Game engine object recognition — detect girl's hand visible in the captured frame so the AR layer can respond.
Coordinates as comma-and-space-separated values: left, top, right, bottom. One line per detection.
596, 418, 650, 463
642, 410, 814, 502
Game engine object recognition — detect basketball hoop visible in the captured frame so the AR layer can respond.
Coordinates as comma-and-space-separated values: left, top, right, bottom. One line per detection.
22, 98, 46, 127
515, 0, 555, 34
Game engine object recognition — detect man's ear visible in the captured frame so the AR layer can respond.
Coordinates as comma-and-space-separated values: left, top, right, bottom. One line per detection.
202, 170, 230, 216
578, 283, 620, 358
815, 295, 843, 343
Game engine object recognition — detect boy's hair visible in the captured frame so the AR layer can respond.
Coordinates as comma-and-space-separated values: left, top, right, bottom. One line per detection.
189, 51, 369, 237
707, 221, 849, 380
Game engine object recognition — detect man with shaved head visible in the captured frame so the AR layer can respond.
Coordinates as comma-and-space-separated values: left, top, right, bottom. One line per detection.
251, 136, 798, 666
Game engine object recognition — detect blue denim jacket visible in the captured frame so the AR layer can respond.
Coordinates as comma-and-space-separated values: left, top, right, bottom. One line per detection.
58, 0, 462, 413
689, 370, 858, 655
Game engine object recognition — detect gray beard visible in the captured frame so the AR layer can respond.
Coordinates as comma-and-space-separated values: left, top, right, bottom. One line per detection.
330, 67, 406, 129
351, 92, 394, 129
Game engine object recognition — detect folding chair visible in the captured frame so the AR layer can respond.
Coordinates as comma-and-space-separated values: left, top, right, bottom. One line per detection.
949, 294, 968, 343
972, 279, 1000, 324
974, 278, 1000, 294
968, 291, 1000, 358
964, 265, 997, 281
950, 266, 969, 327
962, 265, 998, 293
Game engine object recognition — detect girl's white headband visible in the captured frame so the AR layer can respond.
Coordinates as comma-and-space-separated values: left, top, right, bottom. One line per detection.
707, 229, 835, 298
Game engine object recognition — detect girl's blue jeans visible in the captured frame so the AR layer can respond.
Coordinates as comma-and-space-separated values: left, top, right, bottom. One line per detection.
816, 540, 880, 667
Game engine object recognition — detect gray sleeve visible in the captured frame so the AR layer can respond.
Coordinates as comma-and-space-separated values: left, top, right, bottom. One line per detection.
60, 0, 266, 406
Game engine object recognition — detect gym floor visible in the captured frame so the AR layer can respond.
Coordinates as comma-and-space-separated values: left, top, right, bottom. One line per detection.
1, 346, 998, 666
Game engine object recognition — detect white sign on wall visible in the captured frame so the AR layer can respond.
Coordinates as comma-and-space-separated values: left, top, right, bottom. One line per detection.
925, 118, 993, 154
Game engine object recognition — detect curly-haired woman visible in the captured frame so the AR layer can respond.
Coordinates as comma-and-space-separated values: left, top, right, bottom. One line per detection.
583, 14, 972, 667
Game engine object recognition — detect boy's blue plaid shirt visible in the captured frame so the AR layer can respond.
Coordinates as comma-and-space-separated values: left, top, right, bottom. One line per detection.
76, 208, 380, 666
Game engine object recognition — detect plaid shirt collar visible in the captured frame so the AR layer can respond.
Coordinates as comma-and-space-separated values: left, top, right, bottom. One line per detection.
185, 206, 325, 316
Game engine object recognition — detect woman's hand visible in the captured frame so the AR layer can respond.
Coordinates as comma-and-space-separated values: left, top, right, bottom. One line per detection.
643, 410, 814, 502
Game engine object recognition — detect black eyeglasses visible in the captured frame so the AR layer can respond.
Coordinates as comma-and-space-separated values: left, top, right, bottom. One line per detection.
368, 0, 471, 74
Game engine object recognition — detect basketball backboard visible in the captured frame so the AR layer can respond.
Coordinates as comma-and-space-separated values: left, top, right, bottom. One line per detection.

**Task to carry out**. Lines of the listing above that include the string "hand" should each be copied.

**Answer box**.
Game engine object recognition — detect girl's hand visible in the captured frame so the AR layer can respond.
Game engine object recognition — detect woman's hand visible in the captured frame so the AR layer can respond.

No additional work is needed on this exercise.